#### AVAILABLE DATA ####
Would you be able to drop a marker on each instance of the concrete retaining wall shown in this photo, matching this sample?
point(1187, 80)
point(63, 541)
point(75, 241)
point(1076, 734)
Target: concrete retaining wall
####
▶ **WHAT TO WORK ON**
Rewrite the records above, replacing "concrete retaining wall" with "brick retaining wall" everywhere it appears and keeping everything else the same.

▶ **RESULT FOR THIS TASK**
Would you be able to drop a marker on each instance of the brick retaining wall shown in this photo, matching this sample?
point(1187, 80)
point(63, 541)
point(75, 241)
point(1076, 734)
Target: brick retaining wall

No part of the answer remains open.